Le bal des hypocrites

Editorial des bulletins d'entreprise
28/02/2011

La révolte du peuple tunisien qui, après s'être débarrassé du dictateur Ben Ali, vient de faire partir son ex-Premier ministre, a donc fait une victime collatérale. Michèle Alliot-Marie, ministre des Affaires étrangères, est mise à la porte par son patron Sarkozy qui en a profité pour effectuer un mini-remaniement ministériel.

Alliot-Marie n'est pas à plaindre, elle ne se retrouve pas sur la paille. Pour Sarkozy qui, dans son discours de dimanche soir, s'est présenté en grand ami des peuples arabes dont « les révolutions ouvrent une ère nouvelle », Alliot-Marie était le rappel permanent que le gouvernement français n'a lâché Ben Ali qu'une fois ce dernier tombé.

+++++

## Consigne 1
Pour chacune des affirmations suivantes, indiquez par oui ou par non si elle concorde avec l'éditorial, puis citez à l'identique les mots qui tranchent. (a) Michèle Alliot-Marie occupait le poste de ministre des Affaires étrangères. (b) Sarkozy a procédé à un remaniement ministériel de grande ampleur. (c) Le gouvernement français a lâché Ben Ali avant sa chute.
## Consigne 2
Recopiez fidèlement le passage de l'éditorial qui va de « Le bal des hypocrites » à « un mini-remaniement ministériel. ».

+++++

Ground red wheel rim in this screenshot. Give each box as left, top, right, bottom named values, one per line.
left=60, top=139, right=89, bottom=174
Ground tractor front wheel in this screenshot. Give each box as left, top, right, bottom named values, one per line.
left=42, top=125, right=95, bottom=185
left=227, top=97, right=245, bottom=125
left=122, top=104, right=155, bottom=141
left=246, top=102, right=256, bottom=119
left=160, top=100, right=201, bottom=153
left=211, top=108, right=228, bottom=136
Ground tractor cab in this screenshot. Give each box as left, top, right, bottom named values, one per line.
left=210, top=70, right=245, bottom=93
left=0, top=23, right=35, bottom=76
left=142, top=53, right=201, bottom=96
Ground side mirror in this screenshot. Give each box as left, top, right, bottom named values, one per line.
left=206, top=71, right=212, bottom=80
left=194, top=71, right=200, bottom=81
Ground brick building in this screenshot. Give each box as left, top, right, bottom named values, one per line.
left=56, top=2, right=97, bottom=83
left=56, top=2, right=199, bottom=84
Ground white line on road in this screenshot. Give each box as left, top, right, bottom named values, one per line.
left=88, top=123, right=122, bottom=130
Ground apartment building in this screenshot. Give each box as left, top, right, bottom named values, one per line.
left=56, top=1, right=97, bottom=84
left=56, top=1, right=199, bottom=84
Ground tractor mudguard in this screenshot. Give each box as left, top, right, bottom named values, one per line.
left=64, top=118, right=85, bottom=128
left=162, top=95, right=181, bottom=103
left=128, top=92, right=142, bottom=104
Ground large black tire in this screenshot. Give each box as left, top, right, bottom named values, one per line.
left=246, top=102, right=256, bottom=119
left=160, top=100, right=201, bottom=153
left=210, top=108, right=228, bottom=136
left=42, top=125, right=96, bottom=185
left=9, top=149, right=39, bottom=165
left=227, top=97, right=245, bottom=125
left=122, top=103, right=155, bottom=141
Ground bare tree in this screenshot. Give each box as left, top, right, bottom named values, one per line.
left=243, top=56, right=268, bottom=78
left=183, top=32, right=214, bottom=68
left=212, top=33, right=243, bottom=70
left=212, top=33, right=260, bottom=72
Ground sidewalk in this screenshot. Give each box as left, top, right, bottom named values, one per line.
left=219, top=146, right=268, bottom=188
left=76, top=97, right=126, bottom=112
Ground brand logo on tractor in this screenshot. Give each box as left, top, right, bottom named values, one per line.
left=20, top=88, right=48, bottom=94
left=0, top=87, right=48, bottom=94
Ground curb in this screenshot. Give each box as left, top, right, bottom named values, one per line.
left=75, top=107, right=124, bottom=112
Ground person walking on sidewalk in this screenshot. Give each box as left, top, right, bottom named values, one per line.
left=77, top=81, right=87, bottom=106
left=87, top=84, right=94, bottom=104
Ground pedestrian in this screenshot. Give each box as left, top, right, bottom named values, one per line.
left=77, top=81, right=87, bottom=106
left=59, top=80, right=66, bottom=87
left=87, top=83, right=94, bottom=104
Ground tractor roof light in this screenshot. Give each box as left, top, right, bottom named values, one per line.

+++++

## Production attendue 1
(a) Oui : « Michèle Alliot-Marie, ministre des Affaires étrangères »
(b) Non : « effectuer un mini-remaniement ministériel »
(c) Non : « le gouvernement français n'a lâché Ben Ali qu'une fois ce dernier tombé »

## Production attendue 2
Le bal des hypocrites

Editorial des bulletins d'entreprise
28/02/2011

La révolte du peuple tunisien qui, après s'être débarrassé du dictateur Ben Ali, vient de faire partir son ex-Premier ministre, a donc fait une victime collatérale. Michèle Alliot-Marie, ministre des Affaires étrangères, est mise à la porte par son patron Sarkozy qui en a profité pour effectuer un mini-remaniement ministériel.